■ Entries provided:
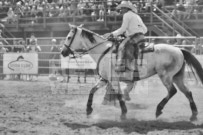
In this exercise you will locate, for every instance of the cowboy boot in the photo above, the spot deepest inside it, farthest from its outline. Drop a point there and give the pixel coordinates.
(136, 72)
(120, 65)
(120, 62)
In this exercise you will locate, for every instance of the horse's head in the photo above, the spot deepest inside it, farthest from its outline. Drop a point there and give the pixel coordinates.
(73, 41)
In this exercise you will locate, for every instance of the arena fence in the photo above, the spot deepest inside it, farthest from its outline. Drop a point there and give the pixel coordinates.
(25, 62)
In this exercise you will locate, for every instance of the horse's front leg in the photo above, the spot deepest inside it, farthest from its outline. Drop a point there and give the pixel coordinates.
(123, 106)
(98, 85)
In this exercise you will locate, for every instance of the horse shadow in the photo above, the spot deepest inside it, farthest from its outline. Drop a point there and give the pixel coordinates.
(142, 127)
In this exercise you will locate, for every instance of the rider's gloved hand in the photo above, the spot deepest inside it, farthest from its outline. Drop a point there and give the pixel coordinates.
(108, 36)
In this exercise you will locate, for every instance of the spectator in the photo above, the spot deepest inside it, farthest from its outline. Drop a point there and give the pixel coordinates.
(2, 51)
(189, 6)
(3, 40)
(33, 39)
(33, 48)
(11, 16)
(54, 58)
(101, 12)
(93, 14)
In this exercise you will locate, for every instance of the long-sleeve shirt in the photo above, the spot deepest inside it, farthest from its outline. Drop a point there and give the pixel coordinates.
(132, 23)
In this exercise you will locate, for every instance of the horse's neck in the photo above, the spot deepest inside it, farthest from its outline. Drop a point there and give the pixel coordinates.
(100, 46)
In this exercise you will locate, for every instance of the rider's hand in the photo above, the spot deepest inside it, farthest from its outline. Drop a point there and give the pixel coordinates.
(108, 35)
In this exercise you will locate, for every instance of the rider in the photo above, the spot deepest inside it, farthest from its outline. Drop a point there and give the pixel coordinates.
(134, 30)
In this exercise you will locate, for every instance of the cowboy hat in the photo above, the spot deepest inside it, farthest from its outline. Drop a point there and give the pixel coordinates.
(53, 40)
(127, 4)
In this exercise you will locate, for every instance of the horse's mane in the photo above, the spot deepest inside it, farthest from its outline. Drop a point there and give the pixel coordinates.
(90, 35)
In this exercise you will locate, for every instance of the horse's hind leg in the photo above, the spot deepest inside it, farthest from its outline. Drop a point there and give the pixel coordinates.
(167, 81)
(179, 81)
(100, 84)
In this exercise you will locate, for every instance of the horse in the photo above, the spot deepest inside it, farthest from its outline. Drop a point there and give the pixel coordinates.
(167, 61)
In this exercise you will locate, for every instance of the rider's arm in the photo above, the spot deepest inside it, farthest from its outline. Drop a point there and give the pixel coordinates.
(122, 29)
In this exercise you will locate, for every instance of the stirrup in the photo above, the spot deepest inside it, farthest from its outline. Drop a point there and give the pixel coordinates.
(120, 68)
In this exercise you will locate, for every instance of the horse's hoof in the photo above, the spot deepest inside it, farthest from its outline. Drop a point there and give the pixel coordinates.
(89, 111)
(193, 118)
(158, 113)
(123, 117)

==

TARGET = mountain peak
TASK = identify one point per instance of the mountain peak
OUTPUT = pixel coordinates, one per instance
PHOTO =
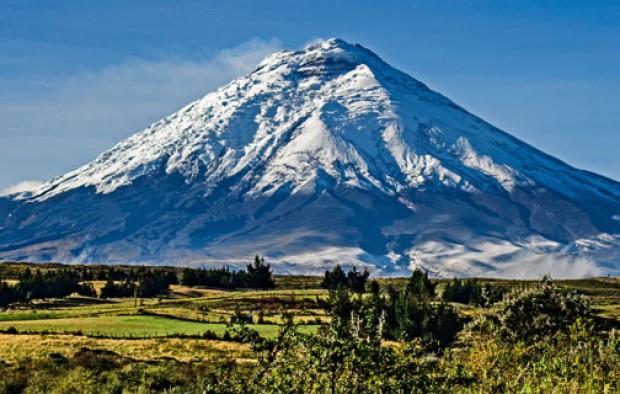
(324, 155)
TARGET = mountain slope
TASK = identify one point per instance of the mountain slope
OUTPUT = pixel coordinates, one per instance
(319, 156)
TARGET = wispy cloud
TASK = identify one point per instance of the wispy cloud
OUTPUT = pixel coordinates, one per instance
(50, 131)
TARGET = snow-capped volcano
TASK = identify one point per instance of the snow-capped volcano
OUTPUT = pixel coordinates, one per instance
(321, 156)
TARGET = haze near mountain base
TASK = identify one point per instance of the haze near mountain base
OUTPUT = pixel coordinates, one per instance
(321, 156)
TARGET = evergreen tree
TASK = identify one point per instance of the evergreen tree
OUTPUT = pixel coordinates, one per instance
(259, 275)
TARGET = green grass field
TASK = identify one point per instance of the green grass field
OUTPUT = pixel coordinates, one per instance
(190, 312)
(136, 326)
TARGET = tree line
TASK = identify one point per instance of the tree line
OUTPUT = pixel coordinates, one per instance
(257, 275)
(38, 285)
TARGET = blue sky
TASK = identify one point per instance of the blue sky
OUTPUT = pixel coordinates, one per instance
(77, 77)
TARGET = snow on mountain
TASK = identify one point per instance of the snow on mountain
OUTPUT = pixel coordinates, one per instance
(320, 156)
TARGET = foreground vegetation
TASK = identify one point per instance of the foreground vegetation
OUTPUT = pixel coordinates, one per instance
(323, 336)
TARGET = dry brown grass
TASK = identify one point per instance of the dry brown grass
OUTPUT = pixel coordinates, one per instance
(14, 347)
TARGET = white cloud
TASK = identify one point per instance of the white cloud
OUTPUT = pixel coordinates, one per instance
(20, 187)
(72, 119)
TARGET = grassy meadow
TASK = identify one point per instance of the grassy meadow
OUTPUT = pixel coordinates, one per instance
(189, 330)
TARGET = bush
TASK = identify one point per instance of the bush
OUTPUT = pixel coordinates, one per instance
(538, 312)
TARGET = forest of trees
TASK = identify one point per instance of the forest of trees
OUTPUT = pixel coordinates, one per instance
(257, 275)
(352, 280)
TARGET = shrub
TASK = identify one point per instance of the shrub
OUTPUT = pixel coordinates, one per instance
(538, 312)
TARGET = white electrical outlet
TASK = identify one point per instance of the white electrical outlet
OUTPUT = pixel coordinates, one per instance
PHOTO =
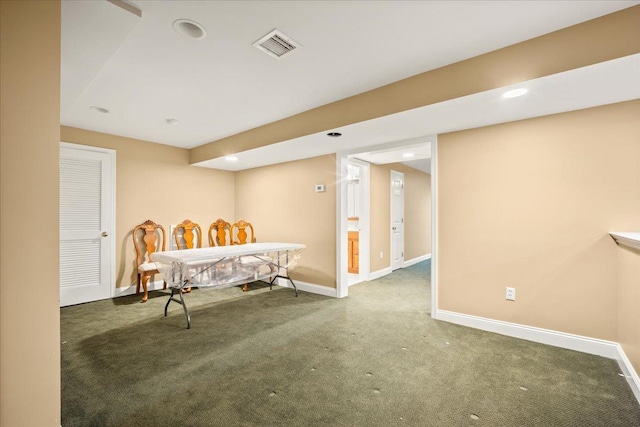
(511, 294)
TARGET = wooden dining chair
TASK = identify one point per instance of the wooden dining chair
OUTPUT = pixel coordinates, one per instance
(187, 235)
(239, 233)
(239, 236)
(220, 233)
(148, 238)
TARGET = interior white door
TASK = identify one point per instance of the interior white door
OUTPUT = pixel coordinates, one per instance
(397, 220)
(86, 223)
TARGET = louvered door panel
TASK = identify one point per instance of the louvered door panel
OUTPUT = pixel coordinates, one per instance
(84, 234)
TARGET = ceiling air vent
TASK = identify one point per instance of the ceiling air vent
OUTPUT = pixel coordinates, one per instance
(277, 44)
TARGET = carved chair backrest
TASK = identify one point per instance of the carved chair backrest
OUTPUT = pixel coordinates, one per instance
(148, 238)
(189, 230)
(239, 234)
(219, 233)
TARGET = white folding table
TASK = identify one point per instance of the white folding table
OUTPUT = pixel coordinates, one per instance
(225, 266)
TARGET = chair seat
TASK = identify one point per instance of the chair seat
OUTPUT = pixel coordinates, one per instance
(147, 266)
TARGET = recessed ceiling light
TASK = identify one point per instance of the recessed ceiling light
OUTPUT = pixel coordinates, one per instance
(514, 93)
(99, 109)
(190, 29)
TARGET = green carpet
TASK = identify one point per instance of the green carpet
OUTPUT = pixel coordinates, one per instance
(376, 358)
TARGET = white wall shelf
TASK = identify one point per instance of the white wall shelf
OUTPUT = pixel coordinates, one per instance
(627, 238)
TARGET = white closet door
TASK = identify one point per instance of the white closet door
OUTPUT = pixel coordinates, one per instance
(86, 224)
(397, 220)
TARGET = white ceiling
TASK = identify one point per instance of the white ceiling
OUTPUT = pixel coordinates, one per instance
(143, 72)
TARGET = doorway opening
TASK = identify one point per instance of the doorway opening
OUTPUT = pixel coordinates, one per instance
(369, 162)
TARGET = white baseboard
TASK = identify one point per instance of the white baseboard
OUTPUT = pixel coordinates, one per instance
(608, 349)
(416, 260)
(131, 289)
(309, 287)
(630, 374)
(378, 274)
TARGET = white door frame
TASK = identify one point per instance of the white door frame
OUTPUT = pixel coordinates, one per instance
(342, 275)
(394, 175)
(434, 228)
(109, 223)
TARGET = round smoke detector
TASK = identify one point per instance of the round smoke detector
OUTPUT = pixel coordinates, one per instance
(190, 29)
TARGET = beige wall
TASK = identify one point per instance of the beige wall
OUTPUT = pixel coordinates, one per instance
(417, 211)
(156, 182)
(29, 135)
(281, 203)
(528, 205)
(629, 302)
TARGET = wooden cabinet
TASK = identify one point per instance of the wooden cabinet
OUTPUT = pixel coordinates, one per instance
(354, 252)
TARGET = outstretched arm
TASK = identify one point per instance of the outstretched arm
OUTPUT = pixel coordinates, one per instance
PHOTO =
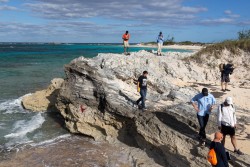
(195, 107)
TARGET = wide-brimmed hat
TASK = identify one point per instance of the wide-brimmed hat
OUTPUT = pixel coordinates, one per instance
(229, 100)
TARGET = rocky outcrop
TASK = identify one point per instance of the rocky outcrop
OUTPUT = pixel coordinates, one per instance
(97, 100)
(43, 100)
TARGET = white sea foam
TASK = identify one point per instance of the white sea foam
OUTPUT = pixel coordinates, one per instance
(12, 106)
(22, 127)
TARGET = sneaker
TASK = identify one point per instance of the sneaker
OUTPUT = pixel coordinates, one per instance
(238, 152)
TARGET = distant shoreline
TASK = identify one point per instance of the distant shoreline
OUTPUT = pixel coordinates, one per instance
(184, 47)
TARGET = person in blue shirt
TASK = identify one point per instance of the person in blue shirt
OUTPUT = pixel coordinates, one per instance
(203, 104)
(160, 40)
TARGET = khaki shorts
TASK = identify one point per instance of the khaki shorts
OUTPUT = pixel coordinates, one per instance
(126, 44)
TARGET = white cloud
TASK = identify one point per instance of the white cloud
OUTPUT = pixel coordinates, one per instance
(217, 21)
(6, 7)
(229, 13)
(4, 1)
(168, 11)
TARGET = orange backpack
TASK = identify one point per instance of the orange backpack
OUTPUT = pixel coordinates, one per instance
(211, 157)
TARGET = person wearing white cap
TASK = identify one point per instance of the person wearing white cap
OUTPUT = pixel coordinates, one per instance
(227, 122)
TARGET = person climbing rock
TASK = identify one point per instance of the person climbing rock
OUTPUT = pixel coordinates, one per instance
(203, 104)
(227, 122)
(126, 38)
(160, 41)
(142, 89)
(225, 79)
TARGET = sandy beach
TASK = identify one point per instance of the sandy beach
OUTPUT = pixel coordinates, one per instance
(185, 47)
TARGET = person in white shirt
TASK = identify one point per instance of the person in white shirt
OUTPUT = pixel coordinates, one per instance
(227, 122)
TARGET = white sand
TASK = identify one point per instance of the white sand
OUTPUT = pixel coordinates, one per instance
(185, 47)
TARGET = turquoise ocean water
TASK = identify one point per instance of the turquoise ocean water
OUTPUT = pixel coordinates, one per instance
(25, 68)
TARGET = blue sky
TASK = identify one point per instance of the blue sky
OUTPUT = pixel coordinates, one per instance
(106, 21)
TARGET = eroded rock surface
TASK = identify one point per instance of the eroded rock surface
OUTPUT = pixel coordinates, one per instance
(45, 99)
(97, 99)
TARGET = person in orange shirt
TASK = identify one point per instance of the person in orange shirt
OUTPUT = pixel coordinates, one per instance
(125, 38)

■ About this exercise: In the listing above, find the line with "TARGET = forest of trees" and the line with "TARGET = louvered door panel". Output both, plus every line between them, and no pictures.

■ Task response:
TARGET = forest of trees
TASK = identify one point per instance of the forest of trees
OUTPUT = pixel coordinates, one per instance
(257, 275)
(352, 280)
TARGET = shrub
TASK = identify one point per instance of the shrub
OUTPUT = pixel coordinates, one per instance
(538, 312)
TARGET = white electrical outlet
TASK = identify one point per instance of the white electrical outlet
OUTPUT = pixel coordinates, one per instance
PHOTO =
(511, 294)
TARGET = wooden dining chair
TASK = identify one point per instance of the wooden dining chair
OUTPUT = pixel coordinates, one per instance
(187, 235)
(239, 233)
(239, 236)
(220, 233)
(148, 238)
TARGET = interior white door
TASK = identify one point per instance of the interior white door
OUTPUT = pixel coordinates, one per instance
(397, 220)
(86, 223)
TARGET = louvered door panel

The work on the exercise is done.